## Brief:
Reproduce the data below with each "outline" swapped for "contour", changing nothing else.

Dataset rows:
------------------------------
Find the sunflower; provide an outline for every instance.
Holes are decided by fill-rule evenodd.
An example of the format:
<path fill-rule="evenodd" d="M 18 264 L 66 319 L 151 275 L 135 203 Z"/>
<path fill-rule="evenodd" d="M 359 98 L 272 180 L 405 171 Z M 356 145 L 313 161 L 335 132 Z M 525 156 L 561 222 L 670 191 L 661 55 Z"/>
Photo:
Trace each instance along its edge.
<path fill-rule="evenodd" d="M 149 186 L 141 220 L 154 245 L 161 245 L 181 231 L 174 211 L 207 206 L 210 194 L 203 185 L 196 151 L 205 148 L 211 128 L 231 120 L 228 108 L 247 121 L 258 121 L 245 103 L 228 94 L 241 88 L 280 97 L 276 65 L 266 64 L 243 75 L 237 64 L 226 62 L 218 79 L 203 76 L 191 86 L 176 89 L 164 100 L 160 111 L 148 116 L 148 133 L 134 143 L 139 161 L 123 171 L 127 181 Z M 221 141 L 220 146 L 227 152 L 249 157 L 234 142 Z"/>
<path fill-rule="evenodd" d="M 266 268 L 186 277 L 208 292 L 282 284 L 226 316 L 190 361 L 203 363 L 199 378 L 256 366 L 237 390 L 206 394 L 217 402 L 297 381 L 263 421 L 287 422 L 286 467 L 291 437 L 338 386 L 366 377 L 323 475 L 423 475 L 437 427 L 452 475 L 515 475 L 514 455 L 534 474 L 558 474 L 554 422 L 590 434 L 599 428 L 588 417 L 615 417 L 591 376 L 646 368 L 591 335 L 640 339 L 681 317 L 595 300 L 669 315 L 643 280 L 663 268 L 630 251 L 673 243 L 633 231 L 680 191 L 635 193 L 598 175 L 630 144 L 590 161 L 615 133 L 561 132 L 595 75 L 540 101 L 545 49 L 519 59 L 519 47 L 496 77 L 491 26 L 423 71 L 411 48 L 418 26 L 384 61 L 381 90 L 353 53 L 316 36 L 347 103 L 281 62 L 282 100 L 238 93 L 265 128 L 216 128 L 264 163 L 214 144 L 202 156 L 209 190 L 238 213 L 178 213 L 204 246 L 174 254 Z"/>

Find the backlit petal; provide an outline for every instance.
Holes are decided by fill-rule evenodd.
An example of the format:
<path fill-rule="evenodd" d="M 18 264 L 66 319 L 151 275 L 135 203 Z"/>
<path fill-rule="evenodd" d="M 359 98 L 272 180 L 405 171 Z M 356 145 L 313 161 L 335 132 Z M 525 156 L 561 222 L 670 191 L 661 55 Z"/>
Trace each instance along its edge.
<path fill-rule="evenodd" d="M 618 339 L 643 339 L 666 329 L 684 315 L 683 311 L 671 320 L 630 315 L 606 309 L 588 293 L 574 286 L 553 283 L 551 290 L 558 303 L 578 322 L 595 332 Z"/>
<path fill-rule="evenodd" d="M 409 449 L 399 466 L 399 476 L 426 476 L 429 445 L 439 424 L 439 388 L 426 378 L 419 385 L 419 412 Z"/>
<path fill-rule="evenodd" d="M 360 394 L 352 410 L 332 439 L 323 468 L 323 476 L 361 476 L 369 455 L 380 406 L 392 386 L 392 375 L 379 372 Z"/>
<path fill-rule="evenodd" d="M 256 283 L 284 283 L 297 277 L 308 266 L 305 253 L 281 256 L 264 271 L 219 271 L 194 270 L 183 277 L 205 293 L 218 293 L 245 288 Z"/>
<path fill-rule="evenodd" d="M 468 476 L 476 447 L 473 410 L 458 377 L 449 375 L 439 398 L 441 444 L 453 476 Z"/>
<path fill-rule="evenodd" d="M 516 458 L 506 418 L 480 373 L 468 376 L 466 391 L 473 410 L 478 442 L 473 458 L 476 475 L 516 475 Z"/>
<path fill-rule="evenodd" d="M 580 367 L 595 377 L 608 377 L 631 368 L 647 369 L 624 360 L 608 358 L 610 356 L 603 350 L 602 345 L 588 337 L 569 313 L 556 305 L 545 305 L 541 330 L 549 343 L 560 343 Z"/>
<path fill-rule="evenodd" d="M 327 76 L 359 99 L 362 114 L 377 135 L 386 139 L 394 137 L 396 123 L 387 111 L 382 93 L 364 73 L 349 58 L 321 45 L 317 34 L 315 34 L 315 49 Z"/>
------------------------------
## Solution to the problem:
Find the sunflower; provide an contour for every instance.
Holes are decided by fill-rule evenodd.
An example of the format:
<path fill-rule="evenodd" d="M 18 264 L 66 319 L 151 275 L 135 203 Z"/>
<path fill-rule="evenodd" d="M 359 98 L 272 180 L 405 171 Z M 356 145 L 313 161 L 335 132 Z M 525 156 L 561 222 L 670 191 L 661 55 Z"/>
Photo:
Trace each instance along its edge.
<path fill-rule="evenodd" d="M 149 186 L 141 220 L 154 245 L 161 245 L 181 231 L 174 211 L 207 206 L 210 194 L 203 185 L 196 151 L 205 148 L 211 128 L 231 120 L 228 108 L 247 121 L 258 121 L 245 103 L 228 94 L 241 88 L 280 97 L 276 65 L 266 64 L 243 75 L 237 64 L 226 62 L 218 79 L 203 76 L 191 86 L 176 89 L 164 100 L 160 111 L 148 116 L 148 133 L 134 143 L 139 161 L 123 171 L 127 181 Z M 221 141 L 220 146 L 227 152 L 249 157 L 234 142 Z"/>
<path fill-rule="evenodd" d="M 266 268 L 186 277 L 208 292 L 282 284 L 226 316 L 190 361 L 203 363 L 199 378 L 256 366 L 237 390 L 206 394 L 217 402 L 297 381 L 263 421 L 287 422 L 286 467 L 291 437 L 338 386 L 366 377 L 323 475 L 423 475 L 437 427 L 452 475 L 515 475 L 514 455 L 534 474 L 558 474 L 554 422 L 590 434 L 599 428 L 588 417 L 615 417 L 591 376 L 646 368 L 591 335 L 640 339 L 681 317 L 595 300 L 669 315 L 643 280 L 663 268 L 630 251 L 673 243 L 633 231 L 680 191 L 635 193 L 598 175 L 630 144 L 590 161 L 615 133 L 561 132 L 595 75 L 540 101 L 545 49 L 519 59 L 519 47 L 496 77 L 491 26 L 423 71 L 411 48 L 418 26 L 384 61 L 381 90 L 353 53 L 316 36 L 347 103 L 281 62 L 282 100 L 238 93 L 265 128 L 216 128 L 264 163 L 214 144 L 202 156 L 209 190 L 238 213 L 178 213 L 204 246 L 174 254 Z"/>

Find the backlit petal; provide an contour for every instance.
Holes are decided by fill-rule evenodd.
An example of the format:
<path fill-rule="evenodd" d="M 18 264 L 66 319 L 151 275 L 135 203 Z"/>
<path fill-rule="evenodd" d="M 359 98 L 272 180 L 405 171 Z M 356 145 L 313 161 L 335 132 Z M 525 156 L 561 222 L 670 191 L 661 55 Z"/>
Trace each instance along its edge.
<path fill-rule="evenodd" d="M 618 339 L 643 339 L 666 329 L 684 315 L 683 311 L 671 320 L 630 315 L 606 309 L 588 293 L 574 286 L 553 283 L 551 290 L 558 303 L 578 322 L 595 332 Z"/>
<path fill-rule="evenodd" d="M 409 449 L 399 466 L 399 476 L 426 476 L 429 445 L 439 424 L 439 388 L 426 378 L 419 385 L 419 412 Z"/>
<path fill-rule="evenodd" d="M 360 394 L 352 410 L 332 439 L 323 468 L 323 476 L 361 476 L 369 455 L 380 406 L 392 386 L 392 375 L 379 372 Z"/>
<path fill-rule="evenodd" d="M 256 283 L 284 283 L 297 277 L 308 266 L 305 253 L 281 256 L 264 271 L 219 271 L 194 270 L 183 277 L 205 293 L 218 293 L 245 288 Z"/>
<path fill-rule="evenodd" d="M 468 476 L 476 447 L 473 410 L 458 377 L 449 375 L 439 398 L 441 444 L 453 476 Z"/>
<path fill-rule="evenodd" d="M 516 458 L 506 418 L 480 373 L 468 376 L 466 391 L 473 410 L 478 442 L 473 458 L 476 475 L 516 475 Z"/>
<path fill-rule="evenodd" d="M 580 367 L 595 377 L 608 377 L 631 368 L 647 369 L 624 360 L 608 358 L 610 356 L 603 350 L 602 345 L 588 337 L 569 313 L 556 305 L 545 305 L 541 330 L 549 343 L 560 343 Z"/>
<path fill-rule="evenodd" d="M 327 76 L 359 99 L 362 114 L 377 135 L 386 139 L 394 137 L 396 123 L 387 111 L 382 93 L 364 73 L 349 58 L 321 45 L 317 34 L 315 34 L 315 49 Z"/>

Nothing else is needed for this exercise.